Healthcare interoperability - Healthcare Industry Lens

Healthcare interoperability

Healthcare interoperability refers to health data exchange between information systems like electronic healthcare records (EHR), pharmacy systems, diagnostic imaging systems, laboratory systems, and claims systems. With interoperability, health data can be communicated between electronic systems, between organizations, and across geographical boundaries with standardized protocols.

Enabling interoperability requires that data be captured in electronic systems, with standards for the content, transport, vocabulary/terminology, privacy and security, and identifiers. The Healthcare Information and Management Systems Society (HIMSS), a globally recognized thought leader on healthcare interoperability, defines four levels of interoperability as:

  • Foundational: Establishing interconnectivity so that systems can securely exchange data.

  • Structural: Defining and adopting standards for the format, syntax, and organization of data.

  • Semantic: Using standardized coding vocabularies so that the parties exchanging data can have a shared understanding of its meaning.

  • Organization: Managing the governance and legal aspects of exchanging data between organizations and individuals. This level also covers consent for how an individual’s data will be shared.

Required tasks
**1.** From the healthcare interoperability text, list every area that it says needs standards for interoperability.
**2.** Continue the text on healthcare interoperability from the point where it stops.

Extracted material
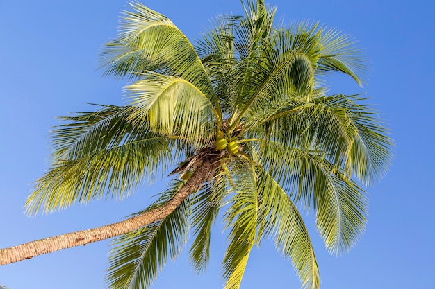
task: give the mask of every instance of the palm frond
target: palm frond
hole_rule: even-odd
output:
[[[145,211],[162,206],[183,184],[175,182]],[[109,288],[148,288],[168,259],[174,260],[187,241],[189,208],[190,200],[186,199],[163,220],[117,238],[109,256]]]
[[[49,213],[94,199],[122,199],[148,178],[164,171],[171,151],[167,140],[150,133],[128,143],[81,158],[58,159],[36,181],[26,202],[28,213]]]
[[[302,287],[320,286],[320,274],[308,231],[297,208],[279,184],[262,168],[259,175],[258,240],[272,236],[279,252],[291,260]]]
[[[213,183],[197,193],[192,202],[192,225],[196,235],[190,250],[190,261],[197,273],[205,272],[210,259],[211,227],[227,193],[223,173],[215,175]]]
[[[319,41],[321,55],[318,62],[319,73],[338,71],[351,76],[360,86],[367,73],[367,60],[356,41],[337,29],[321,28]]]
[[[245,164],[230,167],[233,193],[226,215],[230,227],[229,245],[223,261],[226,289],[238,289],[255,242],[257,224],[257,191],[254,168]]]
[[[364,191],[323,154],[265,143],[254,159],[289,192],[295,202],[316,212],[318,229],[334,254],[347,252],[365,229]]]
[[[383,177],[391,164],[393,140],[379,112],[359,96],[334,95],[325,99],[327,105],[345,110],[356,133],[348,156],[352,173],[364,184]]]
[[[211,100],[219,114],[219,103],[193,46],[165,16],[138,3],[124,11],[118,38],[106,44],[101,53],[105,74],[137,78],[152,71],[179,77],[192,83]]]
[[[179,137],[196,148],[210,145],[219,116],[206,96],[182,78],[147,72],[126,89],[135,108],[129,119],[137,125]]]
[[[63,123],[51,132],[54,160],[79,159],[150,133],[149,128],[128,121],[129,106],[100,105],[95,112],[57,118]]]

Set of answers
**1.** content, transport, vocabulary/terminology, privacy and security, identifiers

**2.**
Characteristics of functional interoperability solutions include:

  • Using a published standard to structure and transmit health data. Many standards are currently used across healthcare, such as Health Level Seven Version 2 (HL7 v2), HL7 Version 3 (HL7 v3), HL7 Fast Healthcare Interoperability Resources Version 4 (FHIR), X12 Electronic Data Interchange (EDI) transactions used in healthcare benefits coordination and claims processing, and the Digital Imaging and Communications in Medicine (DICOM) standard for storing and transferring medical images.

  • Exposing either an API or an integration server to other systems seeking to exchange data.

  • Checking received data for conformance to the interoperability standard being used.

  • Being able to apply transformations to data received or sent and mapping the internal formats of systems of record, like EHRs, to a structural and semantic form dictated by the standard.

  • Facilitating secure authorization and launch of user-facing applications, often with protocols like SMART on FHIR.